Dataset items
## START
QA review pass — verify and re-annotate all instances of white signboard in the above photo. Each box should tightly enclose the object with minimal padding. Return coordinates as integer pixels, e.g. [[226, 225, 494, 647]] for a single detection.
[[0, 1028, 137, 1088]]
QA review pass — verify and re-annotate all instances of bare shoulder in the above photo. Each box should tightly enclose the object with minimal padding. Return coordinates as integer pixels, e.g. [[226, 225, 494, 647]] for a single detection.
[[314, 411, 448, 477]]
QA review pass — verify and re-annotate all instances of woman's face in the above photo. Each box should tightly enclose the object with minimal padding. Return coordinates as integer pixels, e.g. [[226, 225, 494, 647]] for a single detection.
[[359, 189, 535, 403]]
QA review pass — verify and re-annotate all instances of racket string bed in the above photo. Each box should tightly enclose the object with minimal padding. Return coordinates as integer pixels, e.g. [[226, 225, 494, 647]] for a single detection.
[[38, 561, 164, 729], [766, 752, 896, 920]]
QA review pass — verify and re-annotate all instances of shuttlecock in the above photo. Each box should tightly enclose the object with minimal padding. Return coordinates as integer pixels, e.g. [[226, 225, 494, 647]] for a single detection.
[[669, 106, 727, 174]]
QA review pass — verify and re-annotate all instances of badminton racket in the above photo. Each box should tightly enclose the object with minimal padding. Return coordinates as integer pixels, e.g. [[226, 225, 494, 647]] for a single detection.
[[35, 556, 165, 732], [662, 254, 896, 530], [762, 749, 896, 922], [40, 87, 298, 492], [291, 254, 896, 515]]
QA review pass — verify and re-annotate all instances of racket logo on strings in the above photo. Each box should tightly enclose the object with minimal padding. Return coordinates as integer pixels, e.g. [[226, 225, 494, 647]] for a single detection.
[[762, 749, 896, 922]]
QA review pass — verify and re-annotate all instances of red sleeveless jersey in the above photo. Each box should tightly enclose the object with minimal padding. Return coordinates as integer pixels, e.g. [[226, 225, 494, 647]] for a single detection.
## END
Return all of the rows above word for word, keeping their original order.

QA review pass — verify and re-annotate all instances of white signboard in the above photo. Each box should tightly enclose the object with minimal padding. Return coordinates as integer pixels, e.g. [[226, 225, 494, 647]] for a single detection.
[[0, 1028, 137, 1088]]
QA review pass — verify and re-annotate all instances of bare shoulder in the above photo. Each box should tightly enclose the object with minimal padding. Return coordinates as integer pixels, e.g. [[226, 225, 494, 647]] for a single detection.
[[314, 411, 448, 477]]
QA review pass — verify and re-annotate all instances of woman's face in the above photo. Each box should tightly enclose the object with minimal padding. Return coordinates as integer pixels, e.g. [[226, 225, 494, 647]] for a single detection.
[[359, 189, 535, 403]]
QA review pass — verify and re-annotate all instances of racket string bed in the above photo. Each box should tightly enclose the object with minimal padding. Return coordinates as integer pixels, e.g. [[226, 225, 494, 647]] for a single detection.
[[38, 561, 164, 729], [766, 752, 896, 920]]
QA review pass — verify and re-annotate all instances of shuttlecock in the above photo. Each box should tightly enclose the object with minimal padding. Return coordinates as integer pixels, e.g. [[226, 225, 494, 647]] for a single detection.
[[669, 106, 727, 174]]
QA review pass — verify and re-annotate all instances of badminton racket in the above photo. Each box should tightly enclose the object with minimal padding. Return coordinates as integer pixels, e.g. [[226, 225, 494, 647]] for a single detection.
[[35, 556, 165, 732], [662, 254, 896, 530], [762, 749, 896, 922], [40, 87, 298, 492], [291, 254, 896, 515]]
QA review pass — verify and re-annotate all instances of racket logo on strings in the above photo. Each box should tightly enclose the object with minimal padding. Return coordinates as integer pixels, e.g. [[226, 225, 494, 647]] for a single detection.
[[762, 749, 896, 922]]
QA review pass — verify and re-annotate all instances of red sleeveless jersey in the above photo. Each box should tightly enclose the object with minimal padding. Return coordinates as integer pixels, e.g. [[226, 225, 494, 647]] for a single detection.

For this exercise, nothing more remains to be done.